(Saved entries)
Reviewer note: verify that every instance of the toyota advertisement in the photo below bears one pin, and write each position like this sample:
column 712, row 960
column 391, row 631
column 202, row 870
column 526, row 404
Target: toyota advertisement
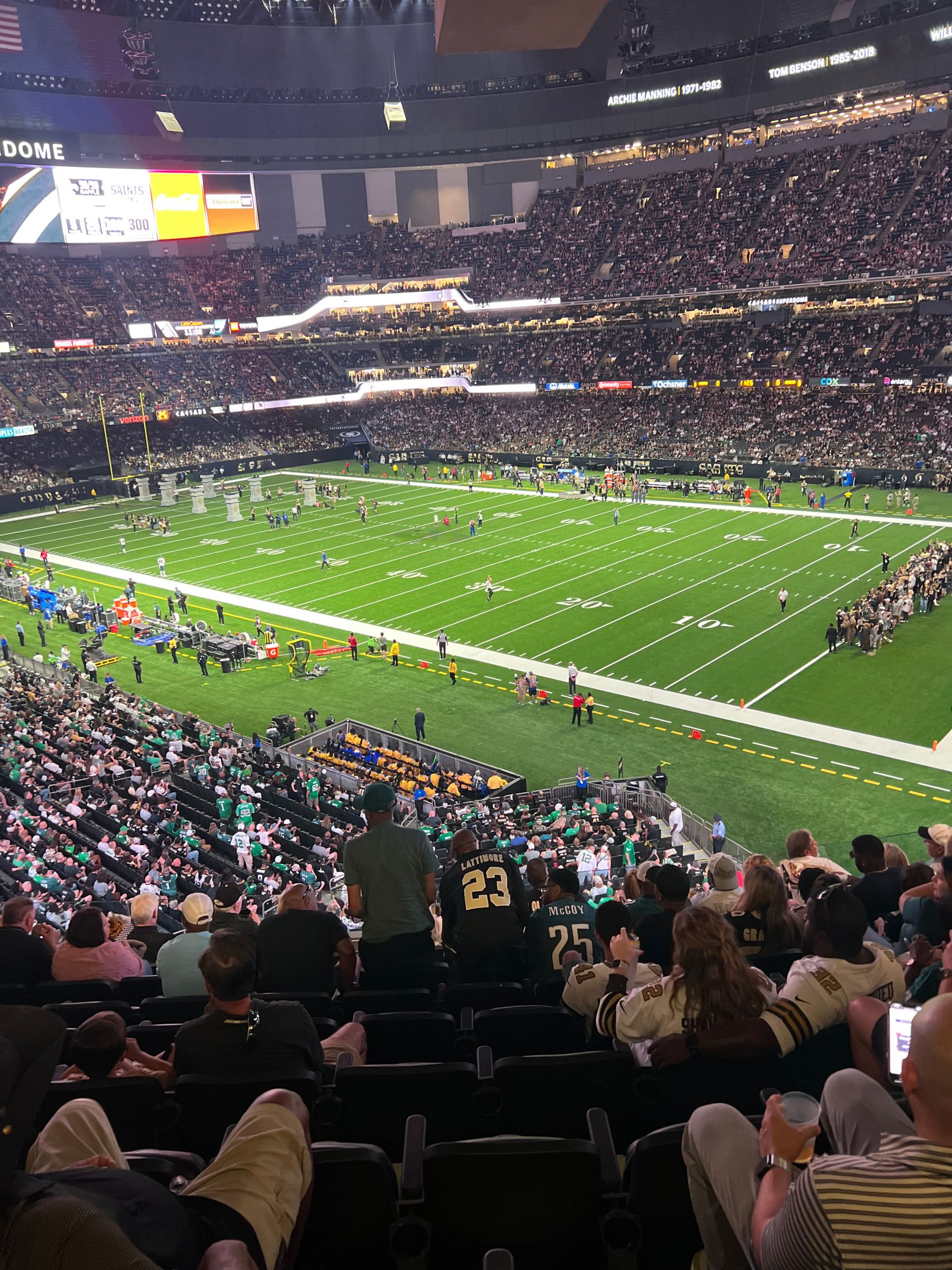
column 122, row 205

● Your instructions:
Only the lines from the one that holds "column 712, row 960" through the end of the records above should be printed again, exactly as they are. Leave out the pictures.

● Exercise output:
column 712, row 960
column 391, row 631
column 202, row 870
column 526, row 404
Target: toyota advertisement
column 122, row 205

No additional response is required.